- _练习题目_
把下面数据中从含有“formatted like <point>504,190</point>.”的那一行起、到数据末尾为止的各行整理成 JSON 字符串列表，每行对应一个字符串，空行不计。

- _数据文件片段_

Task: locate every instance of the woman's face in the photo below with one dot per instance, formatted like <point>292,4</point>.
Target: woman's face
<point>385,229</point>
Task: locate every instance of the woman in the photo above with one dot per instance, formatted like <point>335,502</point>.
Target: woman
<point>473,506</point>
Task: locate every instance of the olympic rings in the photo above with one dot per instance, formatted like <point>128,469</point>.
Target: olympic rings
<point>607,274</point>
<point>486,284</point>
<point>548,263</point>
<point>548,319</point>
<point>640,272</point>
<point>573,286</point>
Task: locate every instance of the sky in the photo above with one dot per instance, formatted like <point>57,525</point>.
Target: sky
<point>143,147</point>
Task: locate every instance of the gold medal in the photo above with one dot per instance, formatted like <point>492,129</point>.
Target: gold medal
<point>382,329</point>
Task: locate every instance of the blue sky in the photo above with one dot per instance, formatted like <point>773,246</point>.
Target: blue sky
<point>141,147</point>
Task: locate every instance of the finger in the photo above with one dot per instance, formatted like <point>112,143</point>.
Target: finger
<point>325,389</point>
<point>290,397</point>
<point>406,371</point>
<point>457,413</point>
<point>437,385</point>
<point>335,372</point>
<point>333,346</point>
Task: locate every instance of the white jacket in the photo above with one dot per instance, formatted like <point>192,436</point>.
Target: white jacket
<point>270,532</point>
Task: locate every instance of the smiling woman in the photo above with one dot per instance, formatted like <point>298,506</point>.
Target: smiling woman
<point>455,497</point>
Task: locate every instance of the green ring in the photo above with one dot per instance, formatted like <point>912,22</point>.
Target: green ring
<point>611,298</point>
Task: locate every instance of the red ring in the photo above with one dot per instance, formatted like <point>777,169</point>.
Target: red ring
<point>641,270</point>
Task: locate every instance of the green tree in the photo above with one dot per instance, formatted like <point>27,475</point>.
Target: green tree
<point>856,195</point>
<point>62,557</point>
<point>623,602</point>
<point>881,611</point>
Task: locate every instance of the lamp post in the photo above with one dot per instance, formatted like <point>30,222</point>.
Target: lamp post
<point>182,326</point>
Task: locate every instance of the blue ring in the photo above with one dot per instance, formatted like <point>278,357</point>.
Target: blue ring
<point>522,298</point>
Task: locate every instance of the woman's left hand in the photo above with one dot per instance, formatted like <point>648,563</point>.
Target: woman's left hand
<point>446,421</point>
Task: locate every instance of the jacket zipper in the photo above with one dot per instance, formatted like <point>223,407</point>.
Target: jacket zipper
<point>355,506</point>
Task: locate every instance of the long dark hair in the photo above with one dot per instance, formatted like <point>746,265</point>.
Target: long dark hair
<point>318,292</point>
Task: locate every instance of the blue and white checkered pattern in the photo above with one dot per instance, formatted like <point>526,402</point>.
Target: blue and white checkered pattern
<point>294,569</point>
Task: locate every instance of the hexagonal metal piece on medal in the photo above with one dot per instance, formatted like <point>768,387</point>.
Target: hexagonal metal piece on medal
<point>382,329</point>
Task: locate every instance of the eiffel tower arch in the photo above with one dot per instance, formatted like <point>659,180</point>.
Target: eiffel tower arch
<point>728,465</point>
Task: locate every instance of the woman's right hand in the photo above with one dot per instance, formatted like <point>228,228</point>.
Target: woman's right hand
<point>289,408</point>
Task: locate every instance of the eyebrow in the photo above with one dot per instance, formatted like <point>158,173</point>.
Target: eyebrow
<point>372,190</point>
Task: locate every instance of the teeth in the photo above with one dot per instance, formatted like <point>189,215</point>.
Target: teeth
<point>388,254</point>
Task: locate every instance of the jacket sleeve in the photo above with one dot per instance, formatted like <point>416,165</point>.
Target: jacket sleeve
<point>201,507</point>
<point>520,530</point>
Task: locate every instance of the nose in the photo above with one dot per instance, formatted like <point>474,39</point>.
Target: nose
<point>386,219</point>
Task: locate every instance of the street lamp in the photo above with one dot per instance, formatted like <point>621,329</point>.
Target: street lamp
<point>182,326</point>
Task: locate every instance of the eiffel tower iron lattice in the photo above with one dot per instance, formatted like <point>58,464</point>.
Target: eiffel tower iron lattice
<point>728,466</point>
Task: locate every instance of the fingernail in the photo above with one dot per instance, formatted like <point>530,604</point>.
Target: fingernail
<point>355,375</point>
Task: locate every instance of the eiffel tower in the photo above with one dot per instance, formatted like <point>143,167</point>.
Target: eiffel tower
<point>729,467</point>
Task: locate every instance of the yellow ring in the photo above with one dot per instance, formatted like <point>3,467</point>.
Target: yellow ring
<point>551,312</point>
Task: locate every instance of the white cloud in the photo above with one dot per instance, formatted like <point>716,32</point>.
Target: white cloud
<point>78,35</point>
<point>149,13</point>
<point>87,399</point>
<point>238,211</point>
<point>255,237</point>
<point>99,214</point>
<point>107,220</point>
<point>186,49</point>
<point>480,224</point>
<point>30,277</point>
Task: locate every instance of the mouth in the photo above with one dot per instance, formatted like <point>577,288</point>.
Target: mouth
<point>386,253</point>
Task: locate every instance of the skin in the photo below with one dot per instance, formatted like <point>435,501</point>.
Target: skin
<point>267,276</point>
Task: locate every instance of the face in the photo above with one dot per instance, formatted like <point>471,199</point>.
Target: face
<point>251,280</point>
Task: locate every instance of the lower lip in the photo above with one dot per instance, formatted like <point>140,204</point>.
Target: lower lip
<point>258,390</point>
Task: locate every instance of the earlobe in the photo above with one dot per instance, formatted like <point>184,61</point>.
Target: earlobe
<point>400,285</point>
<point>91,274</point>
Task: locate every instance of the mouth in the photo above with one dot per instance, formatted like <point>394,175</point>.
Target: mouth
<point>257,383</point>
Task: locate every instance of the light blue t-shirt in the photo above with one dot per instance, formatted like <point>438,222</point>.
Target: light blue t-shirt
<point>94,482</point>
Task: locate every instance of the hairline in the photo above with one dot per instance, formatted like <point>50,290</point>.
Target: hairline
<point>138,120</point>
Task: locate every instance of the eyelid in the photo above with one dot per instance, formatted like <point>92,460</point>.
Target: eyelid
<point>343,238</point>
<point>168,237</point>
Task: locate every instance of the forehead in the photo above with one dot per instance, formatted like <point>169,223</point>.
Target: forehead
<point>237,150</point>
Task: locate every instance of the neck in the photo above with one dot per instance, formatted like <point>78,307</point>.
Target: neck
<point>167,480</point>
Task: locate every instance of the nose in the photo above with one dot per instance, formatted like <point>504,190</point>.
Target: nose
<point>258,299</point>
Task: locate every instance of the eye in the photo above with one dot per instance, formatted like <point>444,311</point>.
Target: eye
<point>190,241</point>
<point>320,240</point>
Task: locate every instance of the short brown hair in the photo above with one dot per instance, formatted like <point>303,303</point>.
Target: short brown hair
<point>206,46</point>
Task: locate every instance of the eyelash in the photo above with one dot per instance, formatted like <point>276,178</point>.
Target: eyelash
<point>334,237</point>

- _参考答案_
[
  "Task: locate every instance of the nose in the photo above with one dot per instance, formatted like <point>504,190</point>.",
  "Target: nose",
  "<point>258,299</point>",
  "Task: locate every instance of the eye in the photo above with one dot per instance, formatted like <point>444,311</point>.",
  "Target: eye",
  "<point>190,241</point>",
  "<point>320,240</point>",
  "Task: locate every instance of the short brown hair in the photo above with one dot per instance, formatted like <point>303,303</point>.",
  "Target: short brown hair",
  "<point>206,46</point>",
  "Task: locate every instance of the eyelash in the photo above with one dot per instance, formatted like <point>276,178</point>.",
  "Target: eyelash",
  "<point>334,237</point>"
]